→ Selected extract:
By Barney Blakeney
Recently one Charleston community activist issued a challenge with respect to Black History Month celebrations – instead of invoking the greatness of our past recognize the accomplishments and successes of our present with an eye to our future; acknowledge and recognize everyday individuals in our communities who are doing the work right now oftentimes with little or no recognition. One who fits those criteria is Bernett ‘Bernie’ Mazyck, president and CEO of the South Carolina Association of Community Development Corporations (SCACDC).
For most of the past three decades Mazyck has worked to develop both human and material resources in challenged communities. Under Mazyck’s leadership for the past 17 years, SCACDC has seen the community economic development movement in the state grow from four community development organizations to over 100. To date, SCACDC and its 28 member CDCs have developed projects valued at $96.8 million, with a statewide economic impact of $300 million. With SCACED’s help thousands of families have purchased their first homes, tens of thousands of jobs have been created and thousands of families in distressed and rural communities have built wealth.

→ Material shown:
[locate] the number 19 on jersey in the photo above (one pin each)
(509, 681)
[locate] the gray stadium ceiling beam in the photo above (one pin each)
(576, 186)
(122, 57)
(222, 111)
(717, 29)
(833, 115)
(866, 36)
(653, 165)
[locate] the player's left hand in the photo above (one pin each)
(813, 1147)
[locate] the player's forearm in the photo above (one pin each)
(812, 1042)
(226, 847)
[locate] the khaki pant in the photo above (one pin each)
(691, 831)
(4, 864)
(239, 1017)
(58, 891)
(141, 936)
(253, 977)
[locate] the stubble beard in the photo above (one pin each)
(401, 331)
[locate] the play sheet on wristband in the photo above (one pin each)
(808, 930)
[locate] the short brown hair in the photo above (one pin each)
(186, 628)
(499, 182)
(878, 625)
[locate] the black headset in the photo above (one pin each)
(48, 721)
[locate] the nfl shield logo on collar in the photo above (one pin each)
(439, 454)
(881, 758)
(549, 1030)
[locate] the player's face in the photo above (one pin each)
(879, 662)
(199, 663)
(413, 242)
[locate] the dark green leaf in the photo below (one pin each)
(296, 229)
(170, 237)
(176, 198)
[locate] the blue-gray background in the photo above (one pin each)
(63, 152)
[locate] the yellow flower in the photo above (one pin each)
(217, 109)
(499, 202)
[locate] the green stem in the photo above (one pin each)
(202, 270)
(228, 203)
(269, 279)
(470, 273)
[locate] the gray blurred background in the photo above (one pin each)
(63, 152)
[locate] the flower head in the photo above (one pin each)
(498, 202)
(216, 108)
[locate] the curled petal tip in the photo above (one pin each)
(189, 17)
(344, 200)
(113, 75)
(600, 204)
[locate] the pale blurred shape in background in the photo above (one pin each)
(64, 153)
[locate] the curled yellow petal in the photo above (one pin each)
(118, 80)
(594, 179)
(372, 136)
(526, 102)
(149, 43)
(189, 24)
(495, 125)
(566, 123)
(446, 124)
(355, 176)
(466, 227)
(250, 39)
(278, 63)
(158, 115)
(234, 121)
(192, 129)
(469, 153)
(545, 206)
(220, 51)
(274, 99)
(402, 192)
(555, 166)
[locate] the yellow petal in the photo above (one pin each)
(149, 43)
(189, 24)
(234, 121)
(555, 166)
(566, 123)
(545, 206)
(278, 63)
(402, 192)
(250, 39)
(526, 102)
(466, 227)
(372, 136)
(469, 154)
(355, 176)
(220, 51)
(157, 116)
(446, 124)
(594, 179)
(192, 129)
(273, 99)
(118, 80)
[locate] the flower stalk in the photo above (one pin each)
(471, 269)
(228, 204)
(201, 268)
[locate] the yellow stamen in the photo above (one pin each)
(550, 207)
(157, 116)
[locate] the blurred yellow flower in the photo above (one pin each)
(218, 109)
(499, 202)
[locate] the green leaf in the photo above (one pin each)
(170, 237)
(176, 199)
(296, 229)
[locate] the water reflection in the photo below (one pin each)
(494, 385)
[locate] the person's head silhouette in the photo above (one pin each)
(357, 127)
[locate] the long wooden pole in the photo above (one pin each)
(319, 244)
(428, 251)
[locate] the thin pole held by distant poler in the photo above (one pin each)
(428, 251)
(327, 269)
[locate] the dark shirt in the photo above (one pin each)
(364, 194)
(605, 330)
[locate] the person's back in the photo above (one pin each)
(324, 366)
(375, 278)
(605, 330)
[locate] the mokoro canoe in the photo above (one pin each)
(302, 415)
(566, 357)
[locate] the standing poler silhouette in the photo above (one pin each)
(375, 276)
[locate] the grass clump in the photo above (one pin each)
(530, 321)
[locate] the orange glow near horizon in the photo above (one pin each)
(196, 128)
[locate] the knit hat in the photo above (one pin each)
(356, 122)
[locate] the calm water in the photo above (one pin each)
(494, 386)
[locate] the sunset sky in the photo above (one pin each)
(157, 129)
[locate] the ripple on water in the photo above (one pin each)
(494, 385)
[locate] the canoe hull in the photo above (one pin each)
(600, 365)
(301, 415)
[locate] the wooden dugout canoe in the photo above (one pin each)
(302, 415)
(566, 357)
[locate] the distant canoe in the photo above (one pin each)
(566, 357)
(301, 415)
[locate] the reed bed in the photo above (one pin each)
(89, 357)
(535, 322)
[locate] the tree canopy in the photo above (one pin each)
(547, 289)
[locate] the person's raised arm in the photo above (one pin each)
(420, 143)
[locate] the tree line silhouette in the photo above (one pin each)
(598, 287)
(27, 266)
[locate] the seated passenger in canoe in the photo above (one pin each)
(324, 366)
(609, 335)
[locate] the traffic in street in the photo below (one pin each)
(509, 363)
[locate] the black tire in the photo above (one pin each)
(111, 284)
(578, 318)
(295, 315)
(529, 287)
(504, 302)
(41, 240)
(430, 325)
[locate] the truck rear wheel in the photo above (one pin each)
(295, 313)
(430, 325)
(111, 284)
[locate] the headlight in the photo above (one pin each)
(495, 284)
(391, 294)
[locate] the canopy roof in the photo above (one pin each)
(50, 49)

→ Requirements:
a) In the article on Bernett Mazyck, rewrite the paragraph beginning "For most of the past three decades" as a short bulleted list that keeps its main facts.
b) Update the article on Bernett Mazyck between "For most of" and "have built wealth.", inclusive, changing "three decades" to "thirty years".
c) Extend the article on Bernett Mazyck, picking up after its final sentence.

→ Results for each task:
a)
- For most of the past three decades, Mazyck has worked to develop human and material resources in challenged communities.
- During his 17 years leading SCACDC, the state's community development organizations grew from four to over 100.
- SCACDC and its 28 member CDCs have developed projects valued at $96.8 million, with a $300 million statewide economic impact.
- The association's help has enabled thousands of families to buy their first homes, created tens of thousands of jobs, and helped thousands of families in distressed and rural communities build wealth.

b)
For most of the past thirty years Mazyck has worked to develop both human and material resources in challenged communities. Under Mazyck’s leadership for the past 17 years, SCACDC has seen the community economic development movement in the state grow from four community development organizations to over 100. To date, SCACDC and its 28 member CDCs have developed projects valued at $96.8 million, with a statewide economic impact of $300 million. With SCACED’s help thousands of families have purchased their first homes, tens of thousands of jobs have been created and thousands of families in distressed and rural communities have built wealth.

c)
Before Mazyck’s tenure at SCACDC, he served for eight years as director for the Neighborhoods Energized to Win Fund of the Coastal Community Foundation. He started his career at Trident Technical College after graduating from the Baptist College at Charleston. He later became vice president of community development for the Charleston Metro Chamber of Commerce and a program manager in the employment and training department for the City of Charlotte, N.C. Born in Summerville, where he still lives, Mazyck is an ordained minister of the South Carolina Annual Conference of the United Methodist Church (UMC).
When asked to talk about his role as a modern figure in Black History locally, Mazyck insists the conversation instead should be about his work. He feels the ministry always has been his calling. And though a fully ordained United Methodist Church minister since 2016, he recognizes that ministries are not limited to preaching. His church recognizes that was well, he said.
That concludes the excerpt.